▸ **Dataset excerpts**
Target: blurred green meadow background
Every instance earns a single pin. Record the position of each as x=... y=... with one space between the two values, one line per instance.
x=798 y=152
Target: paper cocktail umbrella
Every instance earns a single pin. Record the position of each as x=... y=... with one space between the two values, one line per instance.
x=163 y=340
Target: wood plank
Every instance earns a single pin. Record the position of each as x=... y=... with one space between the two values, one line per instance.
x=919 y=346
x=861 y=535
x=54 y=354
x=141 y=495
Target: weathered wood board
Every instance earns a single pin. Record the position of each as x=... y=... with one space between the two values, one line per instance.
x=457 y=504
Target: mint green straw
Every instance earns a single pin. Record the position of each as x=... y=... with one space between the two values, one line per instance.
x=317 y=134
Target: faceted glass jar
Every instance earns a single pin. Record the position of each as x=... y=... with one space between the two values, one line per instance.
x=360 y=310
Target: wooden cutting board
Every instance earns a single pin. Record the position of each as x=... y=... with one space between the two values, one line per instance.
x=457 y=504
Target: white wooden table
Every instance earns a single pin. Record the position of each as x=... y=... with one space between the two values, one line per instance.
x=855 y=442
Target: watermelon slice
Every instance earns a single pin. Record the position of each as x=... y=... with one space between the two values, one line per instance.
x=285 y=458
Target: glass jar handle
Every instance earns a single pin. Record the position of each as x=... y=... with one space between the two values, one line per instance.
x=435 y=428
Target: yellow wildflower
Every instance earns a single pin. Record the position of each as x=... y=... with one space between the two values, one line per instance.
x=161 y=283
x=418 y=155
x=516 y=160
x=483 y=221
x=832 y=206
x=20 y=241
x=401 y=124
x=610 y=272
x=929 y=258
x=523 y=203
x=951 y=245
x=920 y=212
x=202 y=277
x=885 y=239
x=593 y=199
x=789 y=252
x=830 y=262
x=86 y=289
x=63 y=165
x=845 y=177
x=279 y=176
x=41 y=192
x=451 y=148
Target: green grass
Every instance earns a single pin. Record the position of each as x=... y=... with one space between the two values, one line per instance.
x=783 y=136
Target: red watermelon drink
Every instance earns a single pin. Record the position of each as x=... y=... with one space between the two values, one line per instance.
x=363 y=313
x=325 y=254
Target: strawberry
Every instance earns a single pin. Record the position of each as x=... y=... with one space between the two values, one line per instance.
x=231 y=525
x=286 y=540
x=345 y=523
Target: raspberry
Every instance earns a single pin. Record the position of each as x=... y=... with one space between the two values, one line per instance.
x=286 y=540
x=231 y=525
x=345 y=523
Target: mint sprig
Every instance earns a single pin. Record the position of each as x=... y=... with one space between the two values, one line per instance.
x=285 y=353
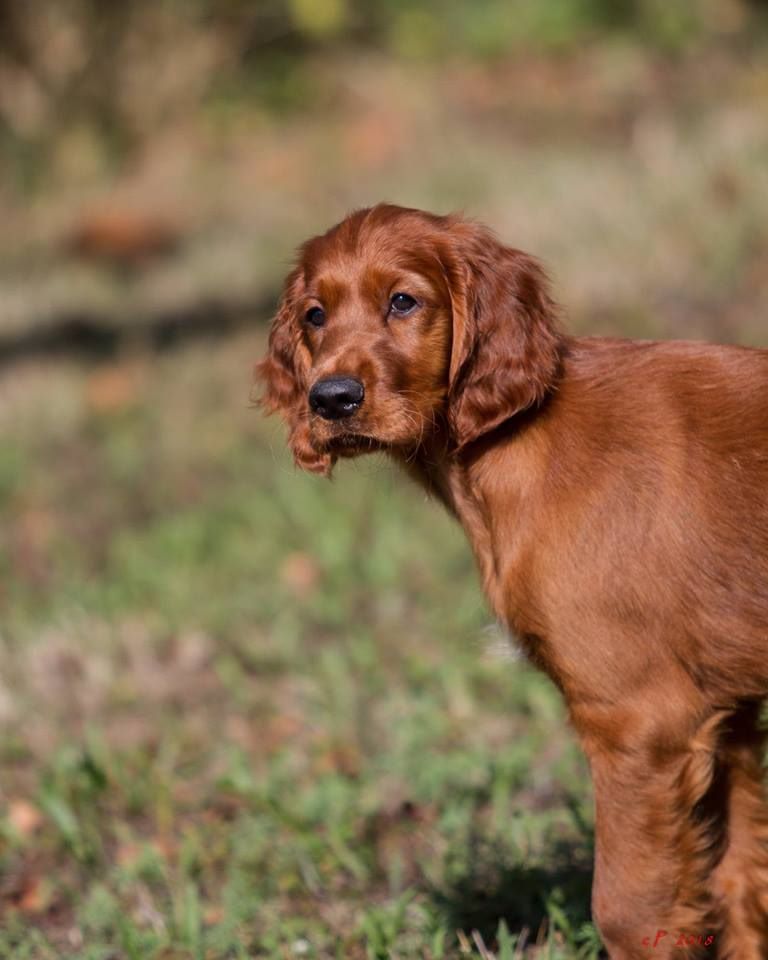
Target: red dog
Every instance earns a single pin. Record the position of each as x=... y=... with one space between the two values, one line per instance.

▸ **About this exercise**
Find "watermelon" in the preceding records. Copy each line that holds it.

▸ **Solution to this exercise**
Target: watermelon slice
Target: red watermelon drink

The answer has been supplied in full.